[WHAT THE TASK ASKS]
Render every line of the rows below as a Markdown table with the columns "Number" and "Line," skipping blank lines and leaving the pictures out.

Collection entries:
##############################

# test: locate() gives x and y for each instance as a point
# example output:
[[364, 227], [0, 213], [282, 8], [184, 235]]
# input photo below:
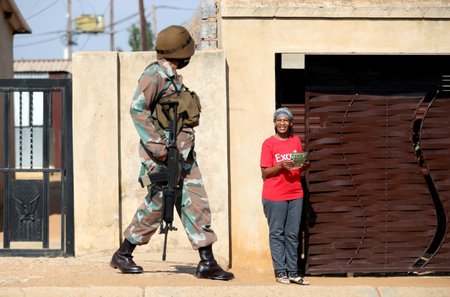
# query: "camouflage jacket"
[[154, 83]]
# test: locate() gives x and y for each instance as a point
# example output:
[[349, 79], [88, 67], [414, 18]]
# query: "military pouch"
[[159, 178], [188, 110]]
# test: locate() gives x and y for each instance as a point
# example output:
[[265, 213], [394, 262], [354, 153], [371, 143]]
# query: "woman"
[[282, 197]]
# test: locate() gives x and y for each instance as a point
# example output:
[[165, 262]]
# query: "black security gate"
[[36, 175]]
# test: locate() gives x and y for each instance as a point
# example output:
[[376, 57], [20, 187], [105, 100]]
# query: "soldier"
[[174, 48]]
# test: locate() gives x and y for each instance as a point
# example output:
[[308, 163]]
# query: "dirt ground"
[[178, 270]]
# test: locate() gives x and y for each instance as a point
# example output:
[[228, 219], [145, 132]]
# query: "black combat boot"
[[123, 259], [208, 267]]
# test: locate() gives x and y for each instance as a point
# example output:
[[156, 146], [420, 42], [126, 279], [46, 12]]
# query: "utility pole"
[[111, 25], [68, 51], [143, 26], [154, 24]]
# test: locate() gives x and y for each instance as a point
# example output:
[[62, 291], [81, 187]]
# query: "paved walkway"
[[91, 276]]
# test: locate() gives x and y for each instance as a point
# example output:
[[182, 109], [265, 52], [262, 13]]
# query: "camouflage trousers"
[[193, 210]]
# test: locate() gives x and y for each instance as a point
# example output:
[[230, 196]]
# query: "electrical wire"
[[42, 10]]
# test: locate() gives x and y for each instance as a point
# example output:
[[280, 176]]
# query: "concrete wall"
[[106, 162], [6, 71], [250, 42]]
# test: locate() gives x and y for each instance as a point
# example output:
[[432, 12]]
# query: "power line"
[[42, 10]]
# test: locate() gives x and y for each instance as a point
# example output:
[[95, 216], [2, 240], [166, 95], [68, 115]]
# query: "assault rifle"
[[168, 178]]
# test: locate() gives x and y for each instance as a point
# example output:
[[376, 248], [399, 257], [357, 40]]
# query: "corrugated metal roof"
[[43, 66]]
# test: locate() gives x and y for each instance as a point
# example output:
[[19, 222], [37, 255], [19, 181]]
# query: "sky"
[[48, 22]]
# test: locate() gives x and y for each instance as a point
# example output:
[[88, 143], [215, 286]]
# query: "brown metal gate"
[[379, 182]]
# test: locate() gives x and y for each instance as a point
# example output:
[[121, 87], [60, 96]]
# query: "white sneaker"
[[281, 277], [297, 279]]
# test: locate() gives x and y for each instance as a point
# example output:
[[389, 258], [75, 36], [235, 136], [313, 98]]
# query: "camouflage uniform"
[[194, 207]]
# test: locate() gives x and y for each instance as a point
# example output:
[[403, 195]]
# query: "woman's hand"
[[305, 166], [287, 164]]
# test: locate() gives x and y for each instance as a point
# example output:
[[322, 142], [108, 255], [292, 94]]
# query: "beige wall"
[[250, 46], [106, 162]]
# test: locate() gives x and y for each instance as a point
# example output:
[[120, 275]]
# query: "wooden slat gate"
[[36, 176], [379, 182]]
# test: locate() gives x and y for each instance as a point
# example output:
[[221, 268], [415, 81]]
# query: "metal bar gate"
[[36, 169]]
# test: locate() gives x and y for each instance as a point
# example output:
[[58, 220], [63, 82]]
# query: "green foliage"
[[134, 39]]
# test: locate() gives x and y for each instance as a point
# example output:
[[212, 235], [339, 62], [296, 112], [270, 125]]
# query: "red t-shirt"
[[285, 185]]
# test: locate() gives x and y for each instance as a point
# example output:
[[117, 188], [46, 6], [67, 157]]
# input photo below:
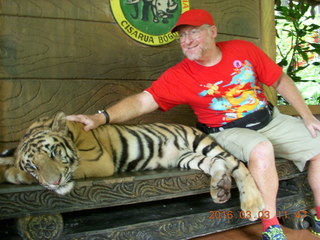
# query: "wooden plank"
[[238, 18], [268, 40], [52, 49], [232, 17], [89, 10]]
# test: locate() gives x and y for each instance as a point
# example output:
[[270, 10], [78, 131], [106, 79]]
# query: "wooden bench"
[[166, 204]]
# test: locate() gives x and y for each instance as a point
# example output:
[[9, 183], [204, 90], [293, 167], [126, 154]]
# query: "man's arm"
[[286, 87], [128, 108]]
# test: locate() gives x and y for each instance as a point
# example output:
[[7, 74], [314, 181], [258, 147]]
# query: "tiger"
[[54, 151]]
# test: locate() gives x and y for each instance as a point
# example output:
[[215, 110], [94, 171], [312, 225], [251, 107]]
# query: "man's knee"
[[262, 156]]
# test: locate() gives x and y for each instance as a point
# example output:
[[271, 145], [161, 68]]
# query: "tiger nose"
[[56, 182]]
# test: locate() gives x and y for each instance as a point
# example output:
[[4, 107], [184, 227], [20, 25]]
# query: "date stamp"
[[247, 214]]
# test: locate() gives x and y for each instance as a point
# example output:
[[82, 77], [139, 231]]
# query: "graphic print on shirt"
[[239, 97]]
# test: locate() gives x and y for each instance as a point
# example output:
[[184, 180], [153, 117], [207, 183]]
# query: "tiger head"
[[47, 153]]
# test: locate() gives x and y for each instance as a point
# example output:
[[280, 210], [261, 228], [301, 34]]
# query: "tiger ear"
[[59, 123]]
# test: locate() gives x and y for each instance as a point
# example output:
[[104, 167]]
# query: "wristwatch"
[[106, 115]]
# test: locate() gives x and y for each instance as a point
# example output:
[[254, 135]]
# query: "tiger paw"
[[16, 176], [220, 189]]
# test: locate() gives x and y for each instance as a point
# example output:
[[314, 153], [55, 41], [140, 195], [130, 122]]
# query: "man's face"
[[196, 41]]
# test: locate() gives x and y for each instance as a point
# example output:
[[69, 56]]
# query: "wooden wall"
[[71, 56]]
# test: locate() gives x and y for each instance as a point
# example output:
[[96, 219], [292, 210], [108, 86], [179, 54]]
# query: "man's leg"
[[263, 169], [314, 179]]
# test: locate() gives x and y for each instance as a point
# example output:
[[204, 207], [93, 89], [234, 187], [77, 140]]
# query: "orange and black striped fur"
[[55, 151]]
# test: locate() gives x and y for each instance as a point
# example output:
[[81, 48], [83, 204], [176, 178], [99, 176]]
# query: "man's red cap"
[[194, 17]]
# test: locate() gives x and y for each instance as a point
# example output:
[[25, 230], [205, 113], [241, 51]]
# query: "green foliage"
[[297, 47]]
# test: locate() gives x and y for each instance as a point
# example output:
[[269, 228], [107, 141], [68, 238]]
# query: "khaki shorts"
[[289, 136]]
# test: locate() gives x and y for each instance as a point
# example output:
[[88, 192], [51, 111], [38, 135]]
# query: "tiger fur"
[[54, 151]]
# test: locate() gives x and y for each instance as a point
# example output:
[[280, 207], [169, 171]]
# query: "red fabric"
[[267, 222], [194, 17], [221, 93]]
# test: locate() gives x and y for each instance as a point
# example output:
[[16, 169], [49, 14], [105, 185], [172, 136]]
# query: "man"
[[221, 81]]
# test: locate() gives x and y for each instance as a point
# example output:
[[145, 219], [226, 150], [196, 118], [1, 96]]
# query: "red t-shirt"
[[224, 92]]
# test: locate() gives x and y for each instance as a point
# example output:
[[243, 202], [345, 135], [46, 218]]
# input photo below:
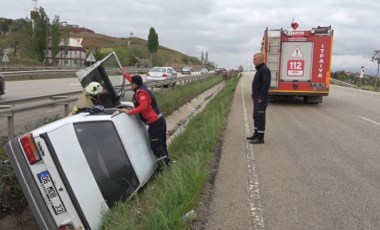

##############################

[FINISHED EXERCISE]
| Number | Line |
|---|---|
| 1 | # test: locate() gives x and y for each instance as a point |
| 2 | # example output: |
| 3 | [[364, 227], [0, 213], [282, 8], [184, 235]] |
| 4 | # input photo below: |
| 5 | # query: "camouflage jacket" |
| 6 | [[154, 83]] |
| 7 | # test: locate() gives x and y for each instance as a point |
| 8 | # example output: |
| 9 | [[349, 79], [88, 67], [414, 18]] |
| 10 | # query: "military pouch" |
| 11 | [[159, 178], [188, 110]] |
| 12 | # test: locate() gives x and y for each instance as a point |
| 13 | # example output: |
| 14 | [[265, 213], [394, 262], [354, 153], [371, 143]] |
| 15 | # query: "woman" |
| 16 | [[282, 197]] |
| 17 | # test: locate() gives x and y for each instance as a point |
| 18 | # example output: |
| 19 | [[165, 262]] |
| 20 | # query: "black security gate" |
| 21 | [[36, 175]] |
| 22 | # test: locate() gives x and y for each instance as a point |
| 23 | # example output: |
| 24 | [[376, 57], [20, 187], [105, 100]] |
| 25 | # query: "soldier" |
| 26 | [[174, 48]] |
| 27 | # test: locate() gives x and y for each instance as a point |
| 28 | # example output: |
| 29 | [[308, 163]] |
| 30 | # query: "dirt ground" |
| 31 | [[178, 270]] |
| 32 | # test: locate() gives x and y for each instance as a point |
| 33 | # example output: |
| 34 | [[228, 219], [145, 132]] |
| 35 | # query: "black combat boot" |
| 36 | [[123, 259], [208, 267]] |
| 37 | # test: locate() gives x and y for each instance as a point |
| 38 | # example output: |
| 39 | [[156, 146], [420, 42], [126, 279], [46, 12]] |
| 40 | # query: "utility pole" |
| 41 | [[111, 25], [68, 51], [143, 26], [154, 24]] |
| 42 | # test: locate() gives x and y for each instance as a point |
| 43 | # example output: |
| 44 | [[62, 291], [81, 187]] |
| 45 | # query: "paved walkway" |
| 46 | [[91, 276]] |
| 47 | # test: locate() gives x and y for each instance as a point |
| 48 | # example output: |
| 49 | [[182, 109], [265, 52], [262, 13]] |
| 50 | # query: "camouflage trousers" |
| 51 | [[193, 210]] |
| 52 | # test: locate() gives x and y for each instance as a point |
| 53 | # example output: |
| 54 | [[230, 196]] |
| 55 | # query: "electrical wire" |
| 56 | [[42, 10]] |
| 57 | # test: locate() gives x and y for each instance as a point |
| 58 | # example output: |
| 59 | [[280, 176]] |
| 60 | # query: "concrete wall" |
| 61 | [[106, 162], [6, 71], [250, 42]] |
| 62 | # test: locate() gives x and y for each instance as a point |
| 63 | # example output: |
| 64 | [[432, 12]] |
| 65 | # query: "power line" |
| 66 | [[42, 10]] |
| 67 | # test: locate() gives x and y for each instance as a point |
| 68 | # example output: |
| 69 | [[95, 216], [2, 240], [166, 95], [68, 115]] |
| 70 | # query: "assault rifle" |
| 71 | [[168, 178]] |
| 72 | # test: locate() gives x and y for each instance as a point |
| 73 | # example output: |
| 74 | [[376, 248], [399, 257], [357, 40]] |
| 75 | # query: "corrugated metal roof" |
| 76 | [[43, 66]] |
| 77 | # test: locate() gives x and y for each instance as a point |
| 78 | # example output: |
| 79 | [[19, 222], [37, 255], [19, 181]] |
| 80 | # query: "sky" |
| 81 | [[48, 22]] |
| 82 | # test: locate() gives x and y for each instance as a point |
| 83 | # example output: |
| 84 | [[88, 143], [215, 286]] |
| 85 | # query: "brown metal gate" |
| 86 | [[379, 182]] |
| 87 | # test: locate() gives x and y for each instance as a point |
| 88 | # example output: |
| 89 | [[121, 87], [60, 96]] |
| 90 | # query: "white sneaker" |
| 91 | [[281, 277], [297, 279]] |
| 92 | # test: locate() gives x and y for each instance as a point |
| 93 | # example output: |
| 94 | [[389, 258], [75, 36], [235, 136], [313, 98]] |
| 95 | # query: "camouflage uniform" |
| 96 | [[194, 207]] |
| 97 | # test: locate() gives x and y for each instance as a point |
| 98 | # example output: |
| 99 | [[403, 195]] |
| 100 | # query: "woman's hand" |
| 101 | [[305, 166], [287, 164]] |
| 102 | # test: locate() gives x and y for each instance as a point |
| 103 | # example output: |
| 104 | [[322, 142], [108, 255], [292, 94]] |
| 105 | # query: "beige wall" |
| 106 | [[250, 46], [106, 162]] |
| 107 | # test: locate() gives x and y for each instance as a point |
| 108 | # example output: |
| 109 | [[120, 275]] |
| 110 | # query: "wooden slat gate" |
| 111 | [[36, 176], [379, 182]] |
| 112 | # test: locate() gives x and y for each instance as a point |
| 113 | # example output: |
| 114 | [[221, 268], [415, 81]] |
| 115 | # query: "metal bar gate" |
| 116 | [[36, 169]] |
| 117 | # test: locate() gives x and y for each instance as a point |
| 118 | # example output: |
| 119 | [[58, 220], [63, 82]] |
| 120 | # query: "green foliage" |
| 121 | [[134, 39]] |
| 122 | # test: locate() gives x and y for each instance as a point |
| 123 | # example output: |
| 124 | [[212, 235], [339, 62], [296, 112], [270, 125]] |
| 125 | # query: "red t-shirt" |
| 126 | [[285, 185]] |
| 127 | # test: locate() gives x and y for each instance as a point |
| 128 | # example output: |
| 129 | [[117, 188], [46, 6], [67, 157]] |
| 130 | # input photo below: |
| 131 | # query: "wooden plank" |
| 132 | [[238, 18], [268, 40], [52, 49], [232, 17], [89, 10]] |
| 133 | # test: locate() gives x and y for each instance as a point |
| 134 | # example output: |
| 135 | [[270, 10], [78, 131], [106, 79]] |
| 136 | # query: "wooden bench" |
| 137 | [[166, 204]] |
| 138 | # test: locate() gives x and y for each instance as a point |
| 139 | # example output: |
| 140 | [[9, 183], [204, 90], [293, 167], [126, 154]] |
| 141 | # query: "man's arm" |
| 142 | [[286, 87], [128, 108]] |
| 143 | # test: locate() gives x and y for each instance as a point |
| 144 | # example output: |
| 145 | [[7, 74], [314, 181], [258, 147]] |
| 146 | # query: "tiger" |
| 147 | [[54, 151]] |
| 148 | # test: locate() gives x and y for each instance as a point |
| 149 | # example output: |
| 150 | [[215, 110], [94, 171], [312, 225], [251, 107]] |
| 151 | # query: "man's knee" |
| 152 | [[262, 156]] |
| 153 | # test: locate() gives x and y for each instance as a point |
| 154 | # example output: |
| 155 | [[271, 145], [161, 68]] |
| 156 | # query: "tiger nose" |
| 157 | [[56, 182]] |
| 158 | # test: locate() gives x and y for each instance as a point |
| 159 | # example output: |
| 160 | [[4, 107], [184, 227], [20, 25]] |
| 161 | # query: "date stamp" |
| 162 | [[247, 214]] |
| 163 | # test: locate() gives x and y for each instance as a point |
| 164 | # example output: |
| 165 | [[82, 77], [139, 231]] |
| 166 | # query: "graphic print on shirt" |
| 167 | [[239, 97]] |
| 168 | # test: locate() gives x and y for each instance as a point |
| 169 | # example output: |
| 170 | [[184, 180], [153, 117], [207, 183]] |
| 171 | # query: "tiger head" |
| 172 | [[47, 153]] |
| 173 | # test: locate() gives x and y for each instance as a point |
| 174 | # example output: |
| 175 | [[280, 210], [261, 228], [301, 34]] |
| 176 | # query: "tiger ear" |
| 177 | [[59, 123]] |
| 178 | # test: locate() gives x and y for each instance as a point |
| 179 | # example output: |
| 180 | [[104, 167]] |
| 181 | # query: "wristwatch" |
| 182 | [[106, 115]] |
| 183 | # test: locate() gives x and y for each instance as a point |
| 184 | # example output: |
| 185 | [[254, 135]] |
| 186 | # query: "tiger paw" |
| 187 | [[16, 176], [220, 189]] |
| 188 | # test: locate() gives x and y for each instance as a point |
| 189 | # example output: |
| 190 | [[314, 153], [55, 41], [140, 195], [130, 122]] |
| 191 | # query: "man's face" |
| 192 | [[196, 41]] |
| 193 | # test: locate() gives x and y for each instance as a point |
| 194 | # example output: |
| 195 | [[69, 56]] |
| 196 | # query: "wooden wall" |
| 197 | [[71, 56]] |
| 198 | # test: locate() gives x and y for each instance as a point |
| 199 | # example output: |
| 200 | [[96, 219], [292, 210], [108, 86], [179, 54]] |
| 201 | # query: "man's leg" |
| 202 | [[263, 169], [314, 179]] |
| 203 | # test: locate() gives x and y for each instance as a point |
| 204 | # example output: |
| 205 | [[204, 207], [93, 89], [234, 187], [77, 140]] |
| 206 | # query: "orange and black striped fur" |
| 207 | [[55, 151]] |
| 208 | # test: locate() gives x and y for each instance as a point |
| 209 | # example output: |
| 210 | [[81, 48], [83, 204], [176, 178], [99, 176]] |
| 211 | # query: "man's red cap" |
| 212 | [[194, 17]] |
| 213 | # test: locate() gives x and y for each instance as a point |
| 214 | # example output: |
| 215 | [[25, 230], [205, 113], [241, 51]] |
| 216 | # query: "green foliage" |
| 217 | [[297, 47]] |
| 218 | # test: locate() gives x and y for each instance as a point |
| 219 | # example output: |
| 220 | [[269, 228], [107, 141], [68, 238]] |
| 221 | # query: "khaki shorts" |
| 222 | [[289, 136]] |
| 223 | # test: locate() gives x and y for each instance as a point |
| 224 | # example output: |
| 225 | [[88, 192], [51, 111], [38, 135]] |
| 226 | # query: "tiger fur" |
| 227 | [[54, 151]] |
| 228 | # test: locate() gives x and y for each instance as a point |
| 229 | # example output: |
| 230 | [[280, 207], [169, 171]] |
| 231 | # query: "red fabric" |
| 232 | [[267, 222], [194, 17], [221, 93]] |
| 233 | # test: locate() gives x and y for each instance as a point |
| 234 | # example output: |
| 235 | [[16, 169], [49, 14], [105, 185], [172, 136]] |
| 236 | # query: "man" |
| 237 | [[221, 81]] |
| 238 | # test: locate() gives x and y for each instance as a point |
| 239 | # example output: |
| 240 | [[145, 219], [226, 150], [196, 118], [1, 96]] |
| 241 | # query: "red t-shirt" |
| 242 | [[224, 92]] |
| 243 | # test: locate() gives x and y for each instance as a point |
| 244 | # example output: |
| 245 | [[243, 202], [345, 135], [46, 218]] |
| 246 | # input photo below: |